The close collaboration with the school leadership is vital, as the leadership is both in
control of the resources and structures (organisational support) and represents an
important capacity to align and stimulate the staff (relational support) (Sabatier, 1997;
Bond et al., 2001; Elias et al.,2003).
Student participation
A core element of the health-promoting school is student participation (Parsons et al.,
1996; Jensen and Simovska, 2005). This aspect meets a basic principle of health
promotion, namely involvement of the target group. However, only Inchley et al. (2007)
identified it as an implementation component, although it also was addressed as an
important aspect of the implementation approach by Aldinger et al. (2008) and Samdal
et al. (2010). Student participation has been included as an implementation component
because it constitutes an important element of WHO guidelines for health-promoting
school (Barnekow et al., 2006; Buijs, 2009) from the inception of the initiative. Student
participation may, in line with relational pedagogy, be seen as a means and a goal to
maximise motivation for health and learning (Boyd et al., 2006). That is, students who
experience that their contributions are sought and valued may, according to
self-determination theory, increase their intrinsic motivation and thereby their
academic achievement and well-being (Ryan and Deci, 2000; Danielsen et al., 2009).

- _INSTRUCTIONS_
1) In the health-promoting school passage, which study is the only one that identified student participation as an implementation component?
2) Based on the health-promoting school passage, why has student participation been included as an implementation component?
3) Proceed with the health-promoting school passage, picking up right after its final sentence.
The records have no role in this work.

- _RECORDS SUPPLIED_
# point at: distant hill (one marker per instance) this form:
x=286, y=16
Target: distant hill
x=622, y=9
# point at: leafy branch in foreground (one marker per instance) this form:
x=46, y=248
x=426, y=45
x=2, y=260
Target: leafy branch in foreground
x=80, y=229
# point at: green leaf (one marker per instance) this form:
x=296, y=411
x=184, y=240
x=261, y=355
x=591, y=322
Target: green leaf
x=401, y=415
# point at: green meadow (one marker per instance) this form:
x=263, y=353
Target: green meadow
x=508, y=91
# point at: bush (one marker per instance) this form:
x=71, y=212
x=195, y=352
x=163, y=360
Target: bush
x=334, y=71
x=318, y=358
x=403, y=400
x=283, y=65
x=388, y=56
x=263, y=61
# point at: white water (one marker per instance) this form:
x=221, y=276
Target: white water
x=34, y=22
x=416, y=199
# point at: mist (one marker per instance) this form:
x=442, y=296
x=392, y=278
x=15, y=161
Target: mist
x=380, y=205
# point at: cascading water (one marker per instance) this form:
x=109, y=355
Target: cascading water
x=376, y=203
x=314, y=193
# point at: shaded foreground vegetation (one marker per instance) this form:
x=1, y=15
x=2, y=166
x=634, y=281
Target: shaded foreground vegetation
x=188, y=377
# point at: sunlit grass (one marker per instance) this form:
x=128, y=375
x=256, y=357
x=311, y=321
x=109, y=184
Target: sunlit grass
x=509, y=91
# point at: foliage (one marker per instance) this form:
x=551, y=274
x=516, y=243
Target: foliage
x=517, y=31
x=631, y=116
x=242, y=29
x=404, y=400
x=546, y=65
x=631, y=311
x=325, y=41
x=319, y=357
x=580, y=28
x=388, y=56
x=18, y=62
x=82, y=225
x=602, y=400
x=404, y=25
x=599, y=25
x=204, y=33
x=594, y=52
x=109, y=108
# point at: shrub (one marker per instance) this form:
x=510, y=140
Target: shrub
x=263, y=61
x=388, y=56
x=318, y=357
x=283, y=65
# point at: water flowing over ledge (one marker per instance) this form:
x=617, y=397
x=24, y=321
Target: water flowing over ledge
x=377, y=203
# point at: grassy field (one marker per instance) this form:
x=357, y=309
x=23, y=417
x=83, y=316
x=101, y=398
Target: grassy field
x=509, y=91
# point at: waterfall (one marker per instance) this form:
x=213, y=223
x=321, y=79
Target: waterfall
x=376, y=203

- _EXPECTED OUTPUTS_
1) Inchley et al. (2007).

2) Student participation has been included because it has been an important element of the WHO guidelines for health-promoting schools since the initiative began.

3)
Within self-determination theory, intrinsic motivation is important for perceptions of
well-being and is developed by the fulfilment of the three basic needs of autonomy,
relatedness and competence. Teachers provision of cognitive autonomy support by
facilitating students’ participation in decisions where students are being heard and also
have the skills to listen to others’ arguments, is found to empower students to achieve
learning goals and develop self-reliance in their thinking (Stefanou et al., 2004). Doing
something that has a bigger purpose and that students can “believe in” gives them
meaning; and working with others and being part of something bigger further
enhances their relatedness to teachers and fellow students and thereby also their
connectedness to school (Wierenga, 2002). Finally, student participation may also be
seen to develop skills important for current and future civic engagement in work and
society in general ( Jensen and Simovska, 2005) and thereby constitute an important
part of nurturing healthy working lives and strong democracies.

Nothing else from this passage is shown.